Rewrite the rows from the line with "the red bull" through the end of the records, changing "hazy sky" to "misty sky" and keeping everything else the same. Leave the pictures out of your answer.
Start of Dataset entries
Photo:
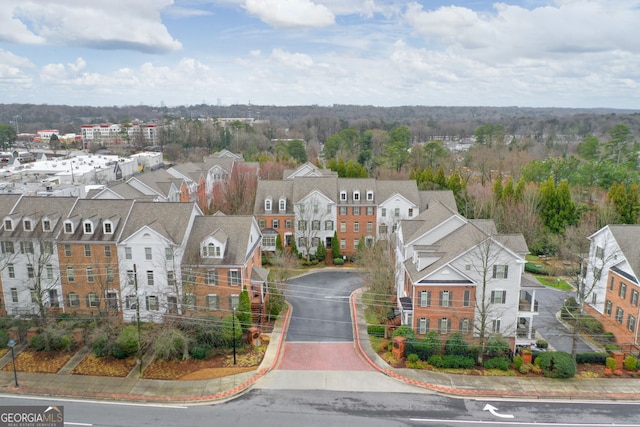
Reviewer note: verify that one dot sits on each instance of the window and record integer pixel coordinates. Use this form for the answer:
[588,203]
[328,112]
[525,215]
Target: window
[26,247]
[465,326]
[495,326]
[498,297]
[234,300]
[445,298]
[7,247]
[234,278]
[212,302]
[444,325]
[131,302]
[622,291]
[425,299]
[631,323]
[152,302]
[423,325]
[74,299]
[92,299]
[212,277]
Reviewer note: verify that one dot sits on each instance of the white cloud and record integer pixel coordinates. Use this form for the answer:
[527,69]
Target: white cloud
[104,24]
[291,13]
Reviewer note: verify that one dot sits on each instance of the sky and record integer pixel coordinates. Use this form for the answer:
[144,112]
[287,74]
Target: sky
[527,53]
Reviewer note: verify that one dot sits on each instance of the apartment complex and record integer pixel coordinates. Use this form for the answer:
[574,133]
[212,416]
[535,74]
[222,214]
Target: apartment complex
[115,257]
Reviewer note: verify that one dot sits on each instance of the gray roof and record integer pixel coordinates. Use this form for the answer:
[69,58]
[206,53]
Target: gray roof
[169,219]
[234,230]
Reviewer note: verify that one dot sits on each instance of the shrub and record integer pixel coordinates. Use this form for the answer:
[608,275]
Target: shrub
[557,364]
[518,361]
[170,344]
[501,363]
[497,346]
[38,342]
[456,345]
[630,363]
[376,330]
[594,357]
[413,358]
[451,361]
[126,343]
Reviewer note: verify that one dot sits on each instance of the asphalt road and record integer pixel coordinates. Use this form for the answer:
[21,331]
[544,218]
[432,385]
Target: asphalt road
[354,409]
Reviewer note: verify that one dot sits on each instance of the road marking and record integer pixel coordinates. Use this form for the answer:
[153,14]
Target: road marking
[494,411]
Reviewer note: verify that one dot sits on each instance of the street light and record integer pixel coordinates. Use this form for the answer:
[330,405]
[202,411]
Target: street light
[12,344]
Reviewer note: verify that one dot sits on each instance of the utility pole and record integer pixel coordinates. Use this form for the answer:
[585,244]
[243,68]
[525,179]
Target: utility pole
[135,282]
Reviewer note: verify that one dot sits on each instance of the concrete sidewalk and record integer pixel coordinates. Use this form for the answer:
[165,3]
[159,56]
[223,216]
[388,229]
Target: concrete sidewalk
[131,388]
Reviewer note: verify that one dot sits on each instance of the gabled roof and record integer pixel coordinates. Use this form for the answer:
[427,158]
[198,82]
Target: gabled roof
[237,229]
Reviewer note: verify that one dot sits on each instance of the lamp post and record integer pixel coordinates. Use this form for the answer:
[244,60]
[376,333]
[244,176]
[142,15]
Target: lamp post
[233,327]
[12,344]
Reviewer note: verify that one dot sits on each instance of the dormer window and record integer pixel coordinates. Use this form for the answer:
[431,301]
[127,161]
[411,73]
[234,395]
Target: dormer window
[88,227]
[107,227]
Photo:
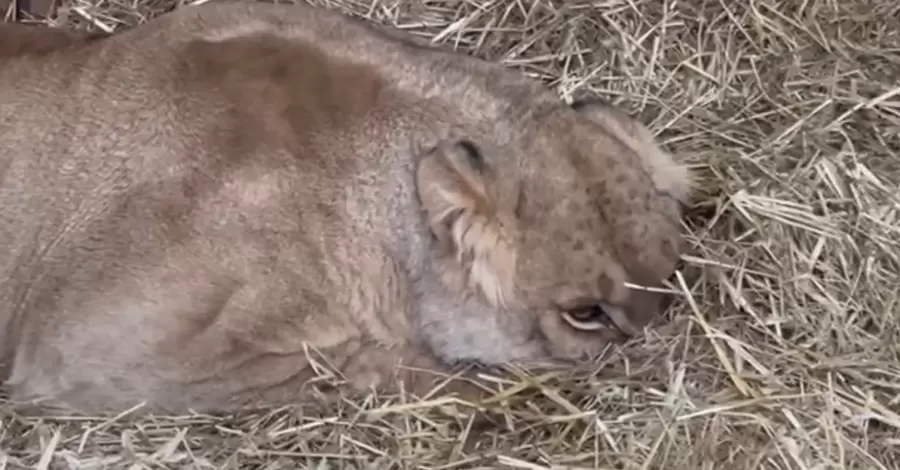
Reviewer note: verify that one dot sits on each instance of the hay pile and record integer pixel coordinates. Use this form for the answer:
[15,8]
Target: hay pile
[784,354]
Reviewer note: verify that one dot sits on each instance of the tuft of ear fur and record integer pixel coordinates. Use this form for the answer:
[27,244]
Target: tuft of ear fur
[668,175]
[452,187]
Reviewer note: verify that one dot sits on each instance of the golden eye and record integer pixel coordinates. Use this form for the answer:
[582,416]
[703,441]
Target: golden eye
[589,318]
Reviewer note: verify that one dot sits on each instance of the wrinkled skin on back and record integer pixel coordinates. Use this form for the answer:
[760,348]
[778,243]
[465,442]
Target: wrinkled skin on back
[198,210]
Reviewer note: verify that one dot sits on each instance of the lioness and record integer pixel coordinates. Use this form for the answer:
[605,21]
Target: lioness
[193,209]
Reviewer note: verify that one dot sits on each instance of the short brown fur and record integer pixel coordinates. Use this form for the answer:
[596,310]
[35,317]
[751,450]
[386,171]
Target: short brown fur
[192,207]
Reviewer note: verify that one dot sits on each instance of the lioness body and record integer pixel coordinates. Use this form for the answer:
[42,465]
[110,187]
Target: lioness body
[191,209]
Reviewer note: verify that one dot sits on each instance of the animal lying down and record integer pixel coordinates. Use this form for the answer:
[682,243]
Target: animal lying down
[192,209]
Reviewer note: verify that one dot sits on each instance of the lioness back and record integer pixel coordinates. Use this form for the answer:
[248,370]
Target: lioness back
[195,207]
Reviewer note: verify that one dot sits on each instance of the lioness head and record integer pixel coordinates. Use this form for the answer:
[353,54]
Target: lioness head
[554,234]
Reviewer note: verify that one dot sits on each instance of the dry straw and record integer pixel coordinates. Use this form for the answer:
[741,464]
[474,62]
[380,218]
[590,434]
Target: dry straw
[784,352]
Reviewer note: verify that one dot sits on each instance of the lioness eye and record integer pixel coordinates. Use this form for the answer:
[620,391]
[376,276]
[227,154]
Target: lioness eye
[472,152]
[591,314]
[589,318]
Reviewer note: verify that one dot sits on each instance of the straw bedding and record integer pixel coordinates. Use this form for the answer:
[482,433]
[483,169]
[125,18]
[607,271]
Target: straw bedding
[781,352]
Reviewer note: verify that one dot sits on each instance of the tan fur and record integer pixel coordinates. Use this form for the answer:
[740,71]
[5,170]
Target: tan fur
[192,209]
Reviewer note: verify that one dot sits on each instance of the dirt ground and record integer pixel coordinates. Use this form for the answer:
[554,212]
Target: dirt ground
[784,354]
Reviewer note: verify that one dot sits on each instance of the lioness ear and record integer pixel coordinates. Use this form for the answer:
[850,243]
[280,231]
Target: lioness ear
[668,175]
[452,181]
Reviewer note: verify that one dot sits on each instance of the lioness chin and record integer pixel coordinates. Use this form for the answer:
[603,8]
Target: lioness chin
[194,210]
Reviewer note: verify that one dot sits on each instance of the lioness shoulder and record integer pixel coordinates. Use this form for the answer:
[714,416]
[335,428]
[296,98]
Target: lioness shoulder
[197,208]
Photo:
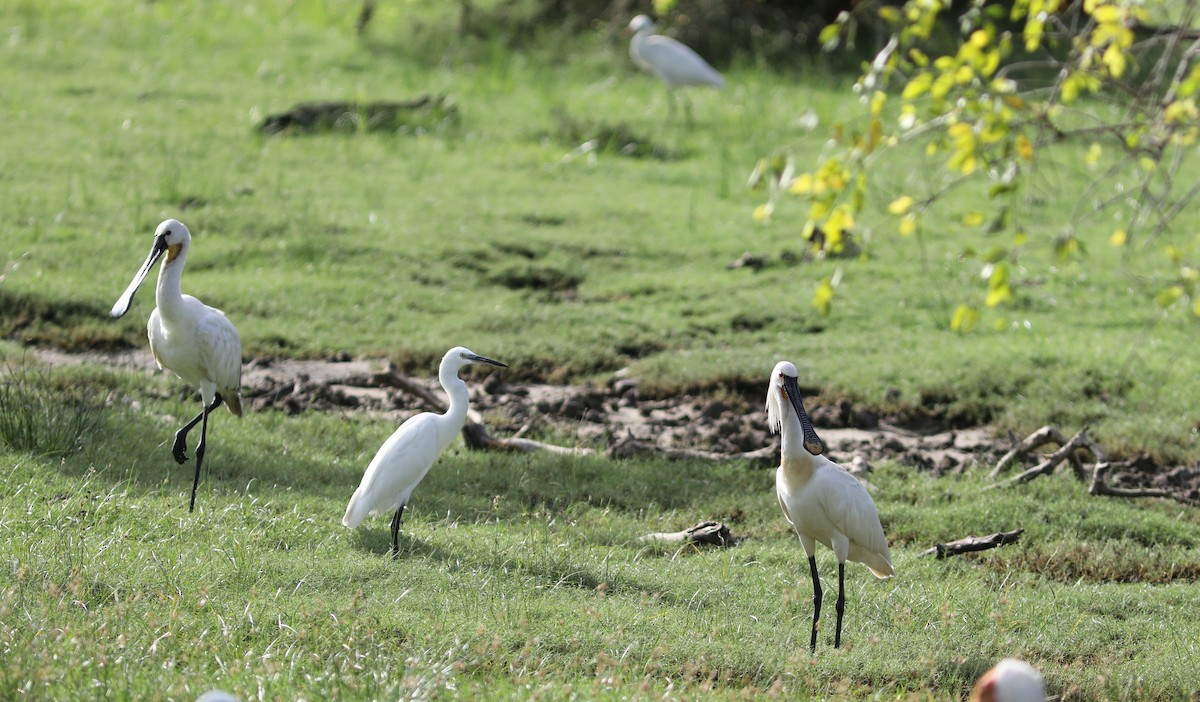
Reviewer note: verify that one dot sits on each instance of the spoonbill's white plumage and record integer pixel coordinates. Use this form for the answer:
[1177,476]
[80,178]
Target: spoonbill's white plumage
[675,64]
[821,499]
[1009,681]
[403,460]
[187,337]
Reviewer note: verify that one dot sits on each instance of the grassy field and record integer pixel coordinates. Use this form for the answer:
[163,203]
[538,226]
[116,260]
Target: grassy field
[523,576]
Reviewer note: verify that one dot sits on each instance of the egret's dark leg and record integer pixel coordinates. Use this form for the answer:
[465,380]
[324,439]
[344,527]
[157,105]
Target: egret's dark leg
[199,448]
[395,533]
[816,601]
[840,605]
[179,449]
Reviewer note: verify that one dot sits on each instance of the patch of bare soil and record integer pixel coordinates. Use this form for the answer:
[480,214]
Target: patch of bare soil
[615,418]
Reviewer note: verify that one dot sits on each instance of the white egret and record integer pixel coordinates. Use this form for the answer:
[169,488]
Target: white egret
[1009,681]
[403,460]
[673,63]
[190,339]
[821,499]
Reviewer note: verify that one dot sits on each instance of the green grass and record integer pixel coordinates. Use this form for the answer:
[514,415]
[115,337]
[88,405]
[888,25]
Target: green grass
[522,576]
[403,245]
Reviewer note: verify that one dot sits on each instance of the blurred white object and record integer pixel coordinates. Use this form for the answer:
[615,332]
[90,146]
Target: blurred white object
[1009,681]
[672,61]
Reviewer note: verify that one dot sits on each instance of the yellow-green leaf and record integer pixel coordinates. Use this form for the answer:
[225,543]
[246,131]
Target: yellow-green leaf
[829,34]
[964,318]
[1024,148]
[901,205]
[918,85]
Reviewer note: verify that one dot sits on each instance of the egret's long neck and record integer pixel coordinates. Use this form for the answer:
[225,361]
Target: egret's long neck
[456,414]
[795,457]
[168,294]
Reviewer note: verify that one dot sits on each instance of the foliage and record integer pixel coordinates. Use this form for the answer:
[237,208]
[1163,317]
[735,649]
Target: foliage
[48,414]
[1023,85]
[523,576]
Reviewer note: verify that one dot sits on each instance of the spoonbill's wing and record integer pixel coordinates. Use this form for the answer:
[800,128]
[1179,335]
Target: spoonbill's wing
[220,347]
[850,508]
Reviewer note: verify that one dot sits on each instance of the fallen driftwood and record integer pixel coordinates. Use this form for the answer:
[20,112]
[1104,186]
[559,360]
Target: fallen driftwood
[425,112]
[474,433]
[970,544]
[630,448]
[1069,450]
[715,533]
[1047,435]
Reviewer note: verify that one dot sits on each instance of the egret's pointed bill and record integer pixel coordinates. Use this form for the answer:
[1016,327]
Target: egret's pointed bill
[480,359]
[813,443]
[126,299]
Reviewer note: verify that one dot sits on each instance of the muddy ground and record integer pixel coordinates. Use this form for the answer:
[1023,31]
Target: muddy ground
[615,415]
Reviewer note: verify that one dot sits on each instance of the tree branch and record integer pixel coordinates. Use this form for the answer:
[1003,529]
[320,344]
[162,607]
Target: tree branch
[970,544]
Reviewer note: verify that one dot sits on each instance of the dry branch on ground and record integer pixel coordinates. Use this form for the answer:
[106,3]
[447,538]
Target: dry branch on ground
[970,544]
[709,532]
[1069,450]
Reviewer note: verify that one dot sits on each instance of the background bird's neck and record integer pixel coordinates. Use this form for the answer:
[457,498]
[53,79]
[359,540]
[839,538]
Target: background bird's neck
[457,395]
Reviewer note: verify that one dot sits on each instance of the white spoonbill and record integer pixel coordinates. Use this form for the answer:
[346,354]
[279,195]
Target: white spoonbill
[1009,681]
[189,339]
[673,63]
[820,498]
[403,460]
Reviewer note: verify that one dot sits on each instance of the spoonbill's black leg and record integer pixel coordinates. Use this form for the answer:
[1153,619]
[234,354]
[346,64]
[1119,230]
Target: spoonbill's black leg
[816,601]
[840,605]
[179,449]
[199,448]
[395,533]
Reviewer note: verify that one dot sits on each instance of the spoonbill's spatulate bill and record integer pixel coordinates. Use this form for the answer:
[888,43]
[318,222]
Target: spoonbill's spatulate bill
[1009,681]
[821,499]
[403,460]
[675,64]
[189,339]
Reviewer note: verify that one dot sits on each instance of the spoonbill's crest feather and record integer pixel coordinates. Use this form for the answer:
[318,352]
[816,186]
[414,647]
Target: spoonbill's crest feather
[774,397]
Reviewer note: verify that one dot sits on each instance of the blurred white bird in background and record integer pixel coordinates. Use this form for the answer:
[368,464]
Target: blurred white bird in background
[672,61]
[403,460]
[1009,681]
[821,499]
[189,339]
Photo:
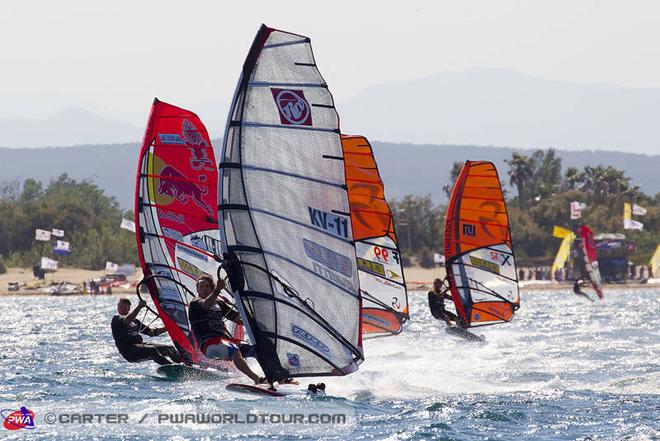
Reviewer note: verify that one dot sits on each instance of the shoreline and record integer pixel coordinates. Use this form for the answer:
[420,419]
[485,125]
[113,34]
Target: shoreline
[417,279]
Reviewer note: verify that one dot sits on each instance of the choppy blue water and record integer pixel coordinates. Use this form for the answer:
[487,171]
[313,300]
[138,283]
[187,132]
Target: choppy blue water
[564,369]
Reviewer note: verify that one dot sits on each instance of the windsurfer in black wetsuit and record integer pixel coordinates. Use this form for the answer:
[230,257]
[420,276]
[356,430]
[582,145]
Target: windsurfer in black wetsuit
[578,291]
[437,297]
[126,330]
[207,314]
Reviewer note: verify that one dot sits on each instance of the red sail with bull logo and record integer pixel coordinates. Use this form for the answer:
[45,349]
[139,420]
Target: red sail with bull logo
[589,255]
[176,215]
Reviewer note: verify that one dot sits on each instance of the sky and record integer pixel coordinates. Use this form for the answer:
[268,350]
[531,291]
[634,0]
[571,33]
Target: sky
[113,57]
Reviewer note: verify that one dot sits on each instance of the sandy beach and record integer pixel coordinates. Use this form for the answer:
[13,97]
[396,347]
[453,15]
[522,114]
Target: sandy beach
[417,278]
[30,285]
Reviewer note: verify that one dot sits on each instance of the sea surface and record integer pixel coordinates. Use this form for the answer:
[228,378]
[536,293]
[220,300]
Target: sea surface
[564,369]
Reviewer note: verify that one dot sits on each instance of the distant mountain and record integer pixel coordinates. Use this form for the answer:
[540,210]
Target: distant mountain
[71,126]
[405,168]
[507,108]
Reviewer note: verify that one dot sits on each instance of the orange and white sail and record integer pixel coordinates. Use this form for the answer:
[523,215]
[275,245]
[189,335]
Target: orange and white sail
[480,263]
[384,294]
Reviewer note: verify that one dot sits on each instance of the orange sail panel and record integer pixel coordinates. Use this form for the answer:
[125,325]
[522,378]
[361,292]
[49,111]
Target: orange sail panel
[384,295]
[480,264]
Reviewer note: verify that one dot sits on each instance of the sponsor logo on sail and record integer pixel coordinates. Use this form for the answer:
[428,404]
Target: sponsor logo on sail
[293,359]
[170,138]
[190,268]
[292,106]
[328,257]
[329,222]
[307,337]
[174,217]
[191,134]
[22,418]
[199,160]
[469,230]
[173,234]
[484,264]
[371,267]
[175,184]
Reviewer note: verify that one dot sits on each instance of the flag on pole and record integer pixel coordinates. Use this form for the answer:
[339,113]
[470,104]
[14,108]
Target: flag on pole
[639,211]
[62,248]
[576,209]
[43,235]
[629,224]
[128,225]
[560,232]
[48,264]
[627,212]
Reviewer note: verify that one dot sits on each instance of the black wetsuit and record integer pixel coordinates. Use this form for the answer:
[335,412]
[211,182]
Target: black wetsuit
[578,291]
[208,325]
[437,306]
[131,346]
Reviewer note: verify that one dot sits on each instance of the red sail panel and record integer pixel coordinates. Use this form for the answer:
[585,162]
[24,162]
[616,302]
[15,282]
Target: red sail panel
[590,254]
[176,215]
[479,256]
[384,294]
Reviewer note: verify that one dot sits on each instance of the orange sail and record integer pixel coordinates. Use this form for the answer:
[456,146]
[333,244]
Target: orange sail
[384,295]
[480,264]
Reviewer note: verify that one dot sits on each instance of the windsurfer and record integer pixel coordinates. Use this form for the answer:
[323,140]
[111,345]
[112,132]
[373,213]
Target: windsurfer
[437,297]
[207,314]
[126,330]
[578,291]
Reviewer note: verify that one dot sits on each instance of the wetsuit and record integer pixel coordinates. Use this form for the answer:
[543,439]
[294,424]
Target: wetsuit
[208,326]
[131,346]
[437,306]
[578,291]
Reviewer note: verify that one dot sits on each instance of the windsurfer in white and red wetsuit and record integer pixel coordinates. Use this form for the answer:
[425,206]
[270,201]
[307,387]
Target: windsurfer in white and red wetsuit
[207,314]
[437,297]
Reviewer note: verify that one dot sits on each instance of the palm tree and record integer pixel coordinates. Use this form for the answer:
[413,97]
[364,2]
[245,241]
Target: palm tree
[521,171]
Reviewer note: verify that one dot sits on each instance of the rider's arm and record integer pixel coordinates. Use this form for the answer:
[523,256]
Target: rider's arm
[153,332]
[128,318]
[212,299]
[230,313]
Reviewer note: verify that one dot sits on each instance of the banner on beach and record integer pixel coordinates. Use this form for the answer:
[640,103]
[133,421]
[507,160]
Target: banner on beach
[48,264]
[576,209]
[43,235]
[127,224]
[638,210]
[62,248]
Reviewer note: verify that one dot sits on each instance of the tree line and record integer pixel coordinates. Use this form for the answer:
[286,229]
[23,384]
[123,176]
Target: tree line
[538,194]
[537,190]
[90,220]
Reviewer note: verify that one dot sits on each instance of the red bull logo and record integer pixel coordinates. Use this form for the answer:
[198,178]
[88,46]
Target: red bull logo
[199,159]
[175,184]
[293,107]
[18,419]
[191,134]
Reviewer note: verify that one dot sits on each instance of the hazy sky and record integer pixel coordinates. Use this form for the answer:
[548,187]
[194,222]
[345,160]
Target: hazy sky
[113,57]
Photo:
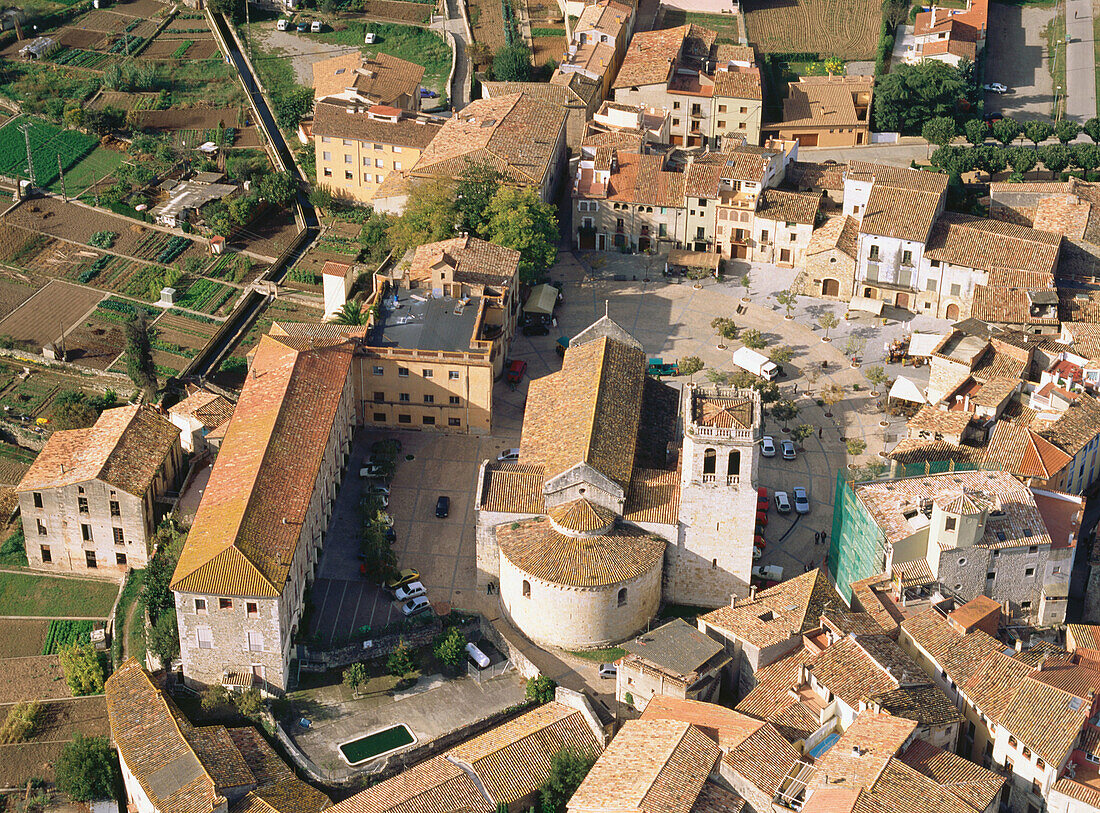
End of Dataset entries
Answer in full:
Reviewer note: verify that one dot sits on each instance of the red bull logo and record integer pixel coordinates. Use this form for the answer:
[198,178]
[88,46]
Target: red bull logo
[199,159]
[175,184]
[293,107]
[18,419]
[191,134]
Reviewer note: verify that one dot sits on each instance of the misty sky and record integer pixel coordinates. Use this form for the answer:
[548,187]
[194,222]
[345,160]
Target: misty sky
[113,57]
Photo:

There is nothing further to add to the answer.